### PROVIDED DATA
────

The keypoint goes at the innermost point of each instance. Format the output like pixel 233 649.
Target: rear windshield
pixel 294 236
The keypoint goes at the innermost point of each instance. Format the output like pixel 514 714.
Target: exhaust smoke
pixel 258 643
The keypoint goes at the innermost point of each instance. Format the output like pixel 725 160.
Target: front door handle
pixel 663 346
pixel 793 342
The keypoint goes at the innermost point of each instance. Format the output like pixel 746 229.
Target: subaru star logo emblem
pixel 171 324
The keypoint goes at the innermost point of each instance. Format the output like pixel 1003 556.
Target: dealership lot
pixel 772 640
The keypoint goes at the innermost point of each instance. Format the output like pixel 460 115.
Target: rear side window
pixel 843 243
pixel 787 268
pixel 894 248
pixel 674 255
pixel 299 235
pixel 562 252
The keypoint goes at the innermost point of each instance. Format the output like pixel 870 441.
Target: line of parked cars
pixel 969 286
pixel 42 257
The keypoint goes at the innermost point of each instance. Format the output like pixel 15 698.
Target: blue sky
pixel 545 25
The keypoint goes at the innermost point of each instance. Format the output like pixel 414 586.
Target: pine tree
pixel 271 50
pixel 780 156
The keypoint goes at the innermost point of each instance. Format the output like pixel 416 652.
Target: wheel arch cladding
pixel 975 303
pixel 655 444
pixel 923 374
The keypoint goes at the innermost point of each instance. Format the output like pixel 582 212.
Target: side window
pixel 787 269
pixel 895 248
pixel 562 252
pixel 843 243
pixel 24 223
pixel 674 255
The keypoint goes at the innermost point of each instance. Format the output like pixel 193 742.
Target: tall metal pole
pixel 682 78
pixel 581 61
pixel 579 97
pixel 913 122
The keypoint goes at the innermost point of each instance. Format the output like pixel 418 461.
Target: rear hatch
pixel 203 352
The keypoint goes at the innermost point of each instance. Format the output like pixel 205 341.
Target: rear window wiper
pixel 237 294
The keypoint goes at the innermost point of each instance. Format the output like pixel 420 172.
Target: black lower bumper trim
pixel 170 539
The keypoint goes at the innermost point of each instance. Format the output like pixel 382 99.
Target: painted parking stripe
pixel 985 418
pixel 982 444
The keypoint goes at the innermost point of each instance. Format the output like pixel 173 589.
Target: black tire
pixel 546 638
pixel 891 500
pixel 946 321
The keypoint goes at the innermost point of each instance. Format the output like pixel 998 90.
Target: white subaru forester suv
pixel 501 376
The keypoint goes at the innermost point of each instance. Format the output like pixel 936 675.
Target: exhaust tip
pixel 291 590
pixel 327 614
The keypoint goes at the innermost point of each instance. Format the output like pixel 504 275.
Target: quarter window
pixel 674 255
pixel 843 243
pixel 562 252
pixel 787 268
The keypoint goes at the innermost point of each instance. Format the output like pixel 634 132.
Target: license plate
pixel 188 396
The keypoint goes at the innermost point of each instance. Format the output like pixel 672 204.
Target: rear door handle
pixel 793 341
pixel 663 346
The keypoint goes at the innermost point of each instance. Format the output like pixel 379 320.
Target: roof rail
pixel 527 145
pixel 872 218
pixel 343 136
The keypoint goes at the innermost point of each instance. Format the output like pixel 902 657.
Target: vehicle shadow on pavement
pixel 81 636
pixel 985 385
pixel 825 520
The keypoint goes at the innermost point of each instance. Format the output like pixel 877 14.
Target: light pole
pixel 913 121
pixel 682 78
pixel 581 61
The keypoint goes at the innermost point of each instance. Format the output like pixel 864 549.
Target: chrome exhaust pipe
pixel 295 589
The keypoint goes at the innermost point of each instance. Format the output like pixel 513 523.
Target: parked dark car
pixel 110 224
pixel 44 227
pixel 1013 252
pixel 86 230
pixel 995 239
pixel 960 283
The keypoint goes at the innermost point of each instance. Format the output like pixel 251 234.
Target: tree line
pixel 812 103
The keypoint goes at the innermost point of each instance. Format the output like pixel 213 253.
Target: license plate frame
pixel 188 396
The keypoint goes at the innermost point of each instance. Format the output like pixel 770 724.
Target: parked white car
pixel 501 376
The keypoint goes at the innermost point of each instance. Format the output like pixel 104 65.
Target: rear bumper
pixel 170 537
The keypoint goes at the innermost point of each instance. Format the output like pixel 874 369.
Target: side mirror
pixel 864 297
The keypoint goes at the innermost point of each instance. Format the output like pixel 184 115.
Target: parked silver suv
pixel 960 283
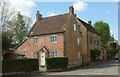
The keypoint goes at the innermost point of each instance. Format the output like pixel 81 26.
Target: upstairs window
pixel 53 53
pixel 35 40
pixel 78 41
pixel 74 27
pixel 53 38
pixel 91 40
pixel 98 42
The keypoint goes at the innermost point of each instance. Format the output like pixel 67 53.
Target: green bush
pixel 56 63
pixel 20 65
pixel 94 54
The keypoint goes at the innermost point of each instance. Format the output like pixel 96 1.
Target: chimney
pixel 89 22
pixel 38 16
pixel 71 10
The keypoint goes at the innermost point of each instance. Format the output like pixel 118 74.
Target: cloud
pixel 51 14
pixel 80 6
pixel 23 6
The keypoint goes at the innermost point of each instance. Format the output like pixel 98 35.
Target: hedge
pixel 20 65
pixel 56 63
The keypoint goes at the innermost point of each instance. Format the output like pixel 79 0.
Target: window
pixel 91 40
pixel 53 53
pixel 24 53
pixel 78 41
pixel 53 38
pixel 74 27
pixel 79 27
pixel 79 54
pixel 97 42
pixel 35 40
pixel 35 54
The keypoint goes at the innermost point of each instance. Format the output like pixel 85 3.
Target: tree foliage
pixel 6 40
pixel 7 14
pixel 104 30
pixel 20 30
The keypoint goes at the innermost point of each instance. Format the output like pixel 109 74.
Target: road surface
pixel 108 68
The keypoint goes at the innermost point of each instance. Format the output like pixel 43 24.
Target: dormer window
pixel 35 40
pixel 74 27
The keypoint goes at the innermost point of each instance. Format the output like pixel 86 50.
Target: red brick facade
pixel 29 47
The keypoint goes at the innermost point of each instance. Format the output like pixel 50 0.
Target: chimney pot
pixel 89 22
pixel 38 16
pixel 71 10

────

### WORK TO COMPLETE
Your reply must reproduce all of the entries exactly and contain no pictures.

### EXERCISE SOLUTION
The keypoint goes at the innermost point of each instance. Format the output like pixel 233 649.
Target: rear windshield
pixel 294 236
The keypoint goes at the innermost point of each instance. Format the output like pixel 514 714.
Target: exhaust smoke
pixel 258 643
The keypoint goes at the innermost point of each instance. Format the output like pixel 725 160.
Target: front door handle
pixel 663 346
pixel 793 342
The keypoint goes at the innermost point of each instance. Format the output like pixel 746 229.
Target: subaru star logo emblem
pixel 171 324
The keypoint goes at the innermost point of each instance. Format the output like pixel 1003 556.
Target: dealership lot
pixel 772 640
The keypoint goes at the innermost point of each instance. Format the output like pixel 460 115.
Target: rear side window
pixel 843 243
pixel 787 268
pixel 894 248
pixel 674 255
pixel 299 235
pixel 562 252
The keypoint goes at the innermost point of each instance. Format the output like pixel 870 441.
Target: line of parked cars
pixel 969 286
pixel 42 257
The keypoint goes at the innermost point of each instance. Format the output like pixel 15 698.
Target: blue sky
pixel 545 25
The keypoint goes at the innermost point of each instance. Format the output like pixel 414 586.
Target: pine tree
pixel 271 50
pixel 780 156
The keypoint goes at the innermost point of each instance. Format the output like pixel 416 652.
Target: wheel arch cladding
pixel 975 303
pixel 655 444
pixel 923 374
The keypoint goes at the innermost point of each instance. Format the output like pixel 582 212.
Target: side window
pixel 787 269
pixel 895 248
pixel 562 252
pixel 843 243
pixel 24 223
pixel 674 255
The keypoint goes at the innermost point of each instance. Format the output like pixel 193 742.
Target: tall metal pole
pixel 682 78
pixel 581 61
pixel 579 97
pixel 913 122
The keypoint goes at the innermost point of each instance. Format the output like pixel 418 461.
Target: rear hatch
pixel 203 352
The keypoint goes at the innermost point of each instance. Format the output like pixel 205 341.
Target: rear window wiper
pixel 237 294
The keypoint goes at the innermost point of each instance. Format the output like pixel 420 172.
Target: black lower bumper trim
pixel 170 539
The keypoint goes at the innermost point of each instance. Format the output like pixel 382 99.
Target: painted parking stripe
pixel 985 418
pixel 982 444
The keypoint goes at the innermost point of each instance. Format the output like pixel 173 589.
Target: black tire
pixel 546 638
pixel 891 500
pixel 946 321
The keypoint goes at the innermost point of each instance. Format the output like pixel 998 90.
Target: white subaru forester suv
pixel 501 376
The keypoint goes at the innermost point of each instance. Format the output like pixel 936 675.
Target: exhaust tip
pixel 291 590
pixel 327 614
The keypoint goes at the innermost point of each instance. Format the output like pixel 504 275.
Target: quarter window
pixel 674 255
pixel 843 243
pixel 562 252
pixel 787 268
The keypoint goes at the innermost point of each instance. Format the output like pixel 634 132.
Target: license plate
pixel 188 396
The keypoint goes at the innermost point of each instance. Format the output like pixel 672 204.
Target: rear door handle
pixel 793 341
pixel 663 346
The keypoint goes at the innermost point of each instance. Format the output like pixel 379 320.
Target: roof rail
pixel 527 145
pixel 872 218
pixel 343 136
The keypoint goes at the innermost point of each instance. Format the output like pixel 902 657.
Target: vehicle shadow on pavement
pixel 81 636
pixel 985 385
pixel 825 520
The keypoint goes at the innermost point of each instance. Format the output like pixel 877 14.
Target: light pole
pixel 913 121
pixel 682 78
pixel 581 61
The keypoint goes at the innermost point of each instance. Format the output like pixel 864 549.
Target: chrome exhaust pipe
pixel 295 589
The keypoint goes at the innermost point of each instance. Format the output like pixel 513 523.
Target: parked dark car
pixel 110 224
pixel 44 227
pixel 1013 252
pixel 86 230
pixel 995 239
pixel 960 283
The keypoint goes at the innermost point of each instance. Format the output like pixel 251 234.
Target: tree line
pixel 812 103
The keypoint goes at the innermost point of each instance. Format the output like pixel 213 253.
Target: license plate frame
pixel 188 396
The keypoint goes at the innermost point of each instance. Format the output like pixel 770 724.
Target: parked white car
pixel 501 376
The keypoint goes at the innermost point of each instance. Format the output like pixel 104 65.
Target: rear bumper
pixel 170 537
The keypoint goes at the innermost point of each instance. Format the output like pixel 874 369.
Target: side mirror
pixel 864 297
The keypoint goes at the innermost point of each instance. Format the output like pixel 184 115.
Target: parked silver suv
pixel 960 283
The keypoint goes at the innermost point of each instance. Format the output like pixel 81 26.
Target: upstairs window
pixel 53 53
pixel 35 40
pixel 78 41
pixel 74 27
pixel 53 38
pixel 91 40
pixel 98 42
The keypoint goes at the innermost point of each instance. Format the output like pixel 67 53.
Target: green bush
pixel 56 63
pixel 20 65
pixel 94 54
The keypoint goes at the innermost point of each instance. Format the output like pixel 96 1.
Target: chimney
pixel 89 22
pixel 38 16
pixel 71 10
The keypoint goes at the innermost point of each instance. Format the output like pixel 118 74.
Target: cloud
pixel 51 14
pixel 80 6
pixel 23 6
The keypoint goes at the innermost point of each instance. Format the output like pixel 98 35.
Target: hedge
pixel 20 65
pixel 56 63
The keypoint goes at the innermost point of each instance. Format the output like pixel 79 0.
Target: window
pixel 91 40
pixel 53 53
pixel 24 53
pixel 78 41
pixel 53 38
pixel 74 27
pixel 79 27
pixel 79 54
pixel 97 42
pixel 35 40
pixel 35 54
The keypoint goes at the innermost point of each instance. Format the output like pixel 85 3.
Target: tree foliage
pixel 6 40
pixel 7 14
pixel 104 30
pixel 20 30
The keypoint goes at the innermost point of each instance. Format the output like pixel 109 74.
Target: road surface
pixel 108 68
The keypoint goes at the innermost point of each instance. Format the output like pixel 43 24.
Target: dormer window
pixel 35 40
pixel 74 27
The keypoint goes at the innermost point of each instance. Format the output like pixel 86 50.
Target: red brick facade
pixel 29 47
The keypoint goes at the innermost point of each instance. Format the output like pixel 50 0.
Target: chimney pot
pixel 89 22
pixel 38 16
pixel 71 10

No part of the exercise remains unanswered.